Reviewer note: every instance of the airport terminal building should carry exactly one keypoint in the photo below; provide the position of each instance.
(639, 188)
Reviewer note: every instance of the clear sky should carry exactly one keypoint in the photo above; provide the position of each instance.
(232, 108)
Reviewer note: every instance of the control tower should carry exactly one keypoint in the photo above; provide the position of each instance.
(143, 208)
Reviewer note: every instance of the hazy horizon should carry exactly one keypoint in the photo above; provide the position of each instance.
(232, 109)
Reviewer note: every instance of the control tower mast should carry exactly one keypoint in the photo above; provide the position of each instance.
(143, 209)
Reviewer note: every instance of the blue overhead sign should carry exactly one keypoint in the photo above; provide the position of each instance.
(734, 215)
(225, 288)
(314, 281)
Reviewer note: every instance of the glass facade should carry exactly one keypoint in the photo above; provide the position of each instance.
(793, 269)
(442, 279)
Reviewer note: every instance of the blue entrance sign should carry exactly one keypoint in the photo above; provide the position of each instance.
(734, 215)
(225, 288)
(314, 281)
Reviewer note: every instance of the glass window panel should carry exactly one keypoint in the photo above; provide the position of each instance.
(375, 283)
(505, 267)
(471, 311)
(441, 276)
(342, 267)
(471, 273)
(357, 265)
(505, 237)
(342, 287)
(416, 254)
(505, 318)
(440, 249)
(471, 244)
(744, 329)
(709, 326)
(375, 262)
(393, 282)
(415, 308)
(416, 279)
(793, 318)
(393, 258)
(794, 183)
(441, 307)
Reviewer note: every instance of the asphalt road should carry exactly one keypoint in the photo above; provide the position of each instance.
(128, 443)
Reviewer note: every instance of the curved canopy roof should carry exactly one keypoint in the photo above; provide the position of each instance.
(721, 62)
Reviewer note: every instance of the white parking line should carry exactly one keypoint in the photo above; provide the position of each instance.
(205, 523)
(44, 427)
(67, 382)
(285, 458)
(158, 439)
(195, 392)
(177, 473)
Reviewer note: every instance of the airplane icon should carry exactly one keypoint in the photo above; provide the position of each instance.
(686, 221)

************

§ **Exercise**
Would you reproduce all the entries exactly?

§ **Solution**
Reviewer note: every instance of the airport terminal building should carry exactly one keypoint in the photo below; provide the position of each instance.
(639, 188)
Reviewer note: every instance of the clear sky should carry exactly one keypoint in the photo above; provide the position of each instance.
(232, 108)
Reviewer note: every instance of the control tower should carry exactly one keypoint in the photo above; provide the position of each instance.
(143, 208)
Reviewer note: every instance of the hazy horizon should carry exactly one keypoint in the photo above; provide the position of each instance.
(232, 109)
Reviewer note: every instance of the control tower mast should carry exactly one keypoint in the photo above; provide the position of each instance.
(143, 209)
Reviewer note: every instance of the blue overhead sign should carry exactly one keypoint in the photo above; provide the position of each instance.
(734, 215)
(225, 288)
(314, 281)
Reviewer note: every instance of the glass facade should carry exactly one keypoint in the photo above; provide the position of each instance.
(793, 269)
(442, 279)
Reviewer note: every instance of the blue entrance sign should carry exactly one keypoint in the photo above; provide the position of each instance.
(734, 215)
(225, 288)
(314, 281)
Reviewer note: every instance of the glass window panel should carry exactly one keypoint in the photo above; provide the position of each instance.
(375, 283)
(505, 267)
(471, 311)
(441, 276)
(342, 267)
(471, 273)
(357, 265)
(505, 237)
(342, 287)
(416, 254)
(505, 318)
(440, 249)
(471, 244)
(744, 329)
(709, 326)
(375, 262)
(393, 282)
(415, 308)
(416, 279)
(793, 318)
(393, 258)
(794, 183)
(441, 307)
Reviewer note: every instance of the asphalt road should carry exactly one keypoint in the photo above; provide the position of each instance.
(128, 443)
Reviewer note: every instance of the curved canopy roof should carry exactly one keypoint in the photo above; provide the position of each instance.
(721, 62)
Reviewer note: every instance of the white parking line should carry exactly one keypoint in the photo above; provide the position of each instance.
(205, 523)
(44, 427)
(67, 382)
(285, 458)
(158, 439)
(195, 392)
(177, 473)
Reviewer note: every instance of the airplane icon should carry exactly one keypoint in the photo above; provide the position of each instance.
(686, 221)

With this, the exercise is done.